The records below are to be copied exactly, with every picture left out.

(Dataset entries)
<<<<

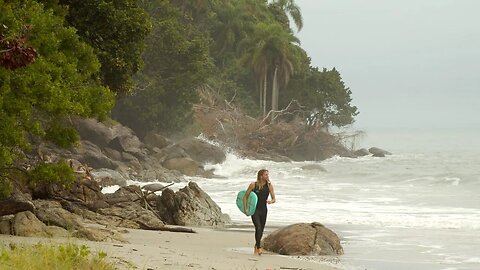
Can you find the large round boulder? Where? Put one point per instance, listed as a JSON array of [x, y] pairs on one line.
[[306, 239]]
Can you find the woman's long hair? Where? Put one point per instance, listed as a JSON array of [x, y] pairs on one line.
[[259, 176]]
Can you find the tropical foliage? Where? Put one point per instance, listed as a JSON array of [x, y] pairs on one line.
[[57, 79], [148, 59]]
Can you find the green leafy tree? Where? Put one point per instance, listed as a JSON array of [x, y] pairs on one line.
[[116, 29], [37, 99], [325, 96], [176, 62]]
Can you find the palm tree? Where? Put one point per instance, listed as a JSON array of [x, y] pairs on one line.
[[282, 8], [271, 51]]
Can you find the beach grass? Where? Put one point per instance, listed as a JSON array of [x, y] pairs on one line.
[[52, 256]]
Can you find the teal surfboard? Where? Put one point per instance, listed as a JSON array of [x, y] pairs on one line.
[[251, 202]]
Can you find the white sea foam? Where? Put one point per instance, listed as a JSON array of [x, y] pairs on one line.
[[423, 205]]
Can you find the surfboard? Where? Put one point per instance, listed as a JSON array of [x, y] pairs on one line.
[[251, 202]]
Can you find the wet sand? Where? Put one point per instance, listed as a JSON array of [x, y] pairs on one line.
[[207, 249]]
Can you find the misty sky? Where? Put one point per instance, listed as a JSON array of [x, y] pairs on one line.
[[409, 63]]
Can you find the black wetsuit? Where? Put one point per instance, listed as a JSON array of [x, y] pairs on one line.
[[260, 217]]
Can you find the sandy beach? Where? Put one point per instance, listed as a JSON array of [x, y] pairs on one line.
[[207, 249]]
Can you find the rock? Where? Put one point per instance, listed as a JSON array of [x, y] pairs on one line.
[[52, 213], [124, 194], [153, 187], [27, 224], [303, 239], [108, 177], [144, 218], [112, 153], [94, 131], [16, 203], [377, 152], [185, 165], [203, 152], [314, 167], [125, 140], [6, 224], [97, 235], [55, 231], [84, 191], [92, 155], [190, 206], [169, 152], [153, 140], [361, 152]]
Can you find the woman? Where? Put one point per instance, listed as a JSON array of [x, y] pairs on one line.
[[262, 187]]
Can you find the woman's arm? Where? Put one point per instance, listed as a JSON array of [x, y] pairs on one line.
[[249, 189], [272, 194]]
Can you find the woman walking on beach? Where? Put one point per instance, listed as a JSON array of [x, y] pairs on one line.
[[263, 188]]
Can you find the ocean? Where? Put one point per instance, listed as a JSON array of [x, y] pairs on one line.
[[418, 208]]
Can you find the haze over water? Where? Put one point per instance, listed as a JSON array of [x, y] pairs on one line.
[[416, 209]]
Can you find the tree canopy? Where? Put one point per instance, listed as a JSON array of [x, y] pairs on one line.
[[147, 59], [62, 80]]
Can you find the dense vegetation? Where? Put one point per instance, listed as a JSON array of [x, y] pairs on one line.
[[40, 257], [147, 59]]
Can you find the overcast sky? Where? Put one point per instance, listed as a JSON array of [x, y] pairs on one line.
[[409, 63]]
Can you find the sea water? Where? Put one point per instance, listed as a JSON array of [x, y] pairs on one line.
[[418, 208]]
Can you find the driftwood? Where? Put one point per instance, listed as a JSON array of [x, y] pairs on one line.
[[177, 229]]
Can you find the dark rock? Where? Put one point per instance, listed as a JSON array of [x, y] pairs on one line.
[[52, 213], [92, 155], [185, 165], [190, 206], [314, 167], [362, 152], [145, 219], [27, 224], [377, 152], [203, 152], [107, 177], [153, 140], [94, 131], [84, 191], [16, 203], [303, 239]]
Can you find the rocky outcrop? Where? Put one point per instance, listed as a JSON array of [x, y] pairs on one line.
[[185, 165], [144, 218], [202, 152], [84, 191], [362, 152], [27, 224], [190, 206], [116, 147], [52, 213], [16, 203], [303, 239], [377, 152]]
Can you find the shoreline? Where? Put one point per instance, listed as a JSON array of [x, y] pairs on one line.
[[209, 248]]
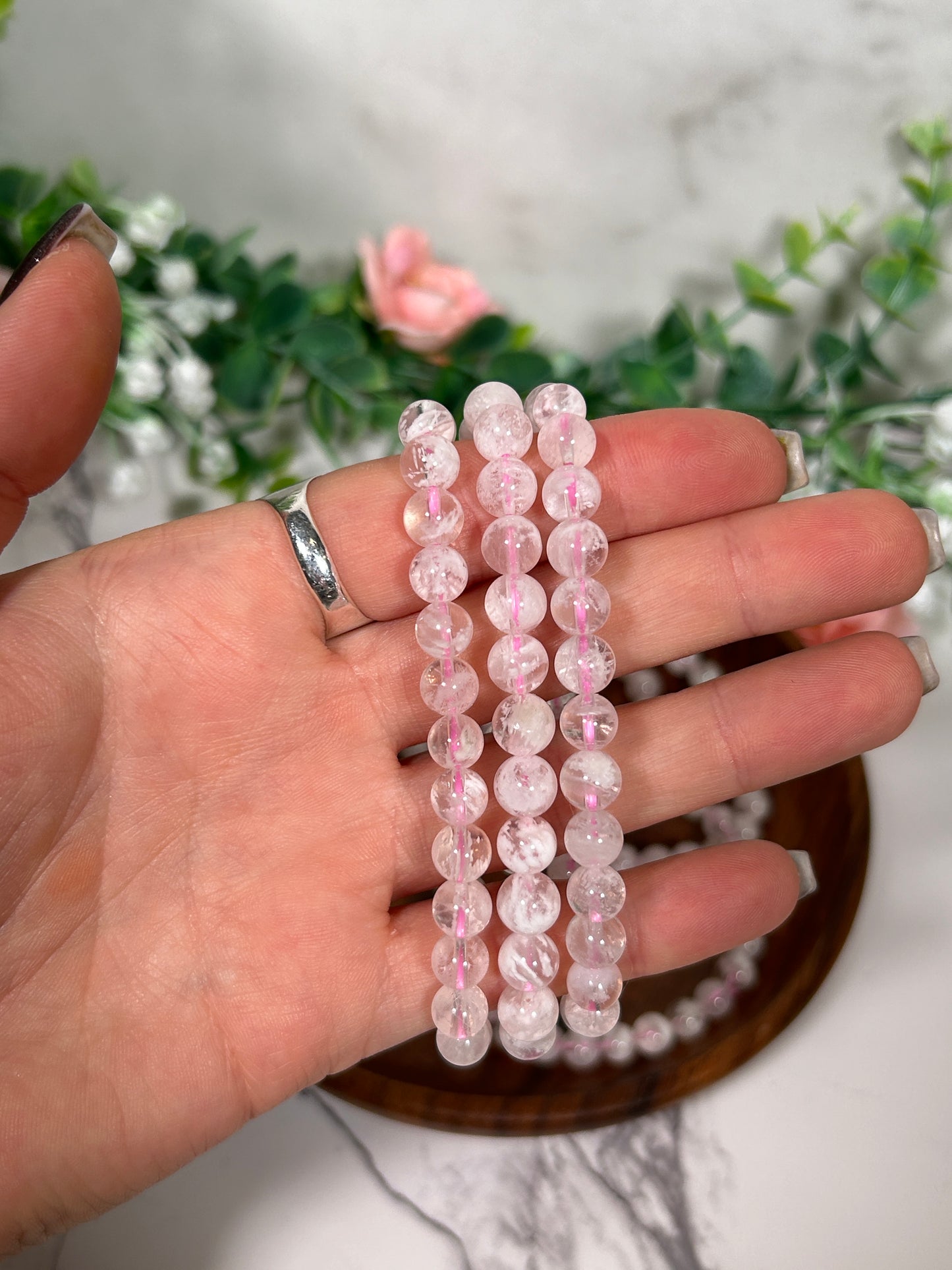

>>>>

- _Reply_
Can you find the large round boulder? Where? Put one point per instance, listed as a JSON array of [x, y] pairs on one line.
[[306, 239]]
Can you find the woman's long hair? Where? Put one point per instance, listed as a JSON array of [x, y] pairs on one line.
[[259, 176]]
Can you find the tropical foliage? Where? Put one point per instance, listed as a JSON array of [x, y] pairs on one line.
[[57, 79], [148, 59]]
Can you find the green leafy tree? Where? Put one point per instance, listed as a JSON array of [x, y] pairs on one line.
[[116, 29], [37, 99], [325, 96], [176, 62]]
Can you find the palm tree? Where? Put one point per instance, listed as a JSON array of [x, y] pairs on one line.
[[282, 8], [271, 51]]
Can you find the beach grass? Where? Put one point per instance, listed as a JSON array of [x, y] pairs on one line.
[[52, 256]]
Can you find the teal surfboard? Where? Put one point per instance, listed as a JSON array of [x, y] pairs on one line.
[[251, 202]]
Can you find the white sea foam? Where? Put one point per instance, listed as a JSON array of [x, y] pairs on one line.
[[423, 205]]
Can you find the surfboard? Where? Put one point per instance, listed as a JSON array of [x, y] pairs on one line.
[[251, 202]]
Can you find the wet sand? Where? Put one point per instance, listed as a JSON array of [x, y] pairs on one line.
[[207, 249]]
Can you find the misty sky? Where? Put one point per instance, listed as a JSON array of [x, y] pairs on one line.
[[409, 63]]
Can you find the black wetsuit? Where? Put one point per instance, listed as a JSON array of [x, y] pairs on one line.
[[260, 217]]
Can you find the sandy beach? Where? Put one point per instance, listed as a JSON array of [x, y] pairs on one line.
[[207, 249]]
Can you find the rock? Where? Put one point per instance, listed as a JSON array of [x, y] pairs on one line.
[[52, 213], [124, 194], [153, 187], [27, 224], [303, 239], [108, 177], [144, 218], [112, 153], [94, 131], [16, 203], [377, 152], [185, 165], [203, 152], [314, 167], [125, 140], [6, 224], [97, 235], [55, 231], [84, 191], [92, 155], [190, 206], [169, 152], [153, 140], [361, 152]]
Can you find the woman? Where? Put one point per instance, listed as a JSON array of [x, y] pairs on one line.
[[262, 187]]
Can you find the woman's arm? Where? Put one point per instance, listed as a JSON array of [x, y] pairs on one line.
[[249, 189], [272, 194]]
Can you find the woman walking on beach? Where? Put one point per instance, listed as a JSON array of [x, y] pairs on one line.
[[263, 188]]
Can you find the ocean? Where? Put one point per instance, listed as a JSON array of [x, y] pairs on one line.
[[418, 208]]
Can you find the haze over water? Where? Put one point per instance, listed as a JSON array of [x, y] pairs on one line.
[[416, 209]]
Can you find the tree canopy? Where? Put one point per instance, listed as a JSON array of [x, y] pairs on one line.
[[147, 59], [62, 80]]
Can you find the dense vegetation? Where? Put one point per instance, listed as a JSON array of [x, y] pairs on one line.
[[40, 257], [147, 59]]
Can you find the overcast sky? Where? Put one point per instance, listed as a JSON array of [x, y] pairs on one line.
[[409, 63]]
Can you find the sea water? Where? Put one point per instance, listed as a JSON array of [x, y] pairs on one line.
[[418, 208]]
Can you find the driftwood? Where? Put one point per instance, listed as a JSON array of [x, y] pairs on one line.
[[177, 229]]
Can you find the dark rock? Where? Put one point per instance, listed as a JSON array of [x, y] pairs on one line.
[[52, 213], [92, 155], [185, 165], [190, 206], [314, 167], [362, 152], [145, 219], [27, 224], [377, 152], [203, 152], [107, 177], [153, 140], [94, 131], [84, 191], [16, 203], [303, 239]]
Can you find the rocky outcrop? Where? Put one point per instance, listed as a JSON array of [x, y] pairs on one line.
[[185, 165], [144, 218], [202, 152], [84, 191], [362, 152], [27, 224], [190, 206], [116, 147], [52, 213], [16, 203], [303, 239], [377, 152]]
Can you find the shoreline? Where? Put one point per instance, listed as a JSON array of [x, y] pairs on one line.
[[209, 248]]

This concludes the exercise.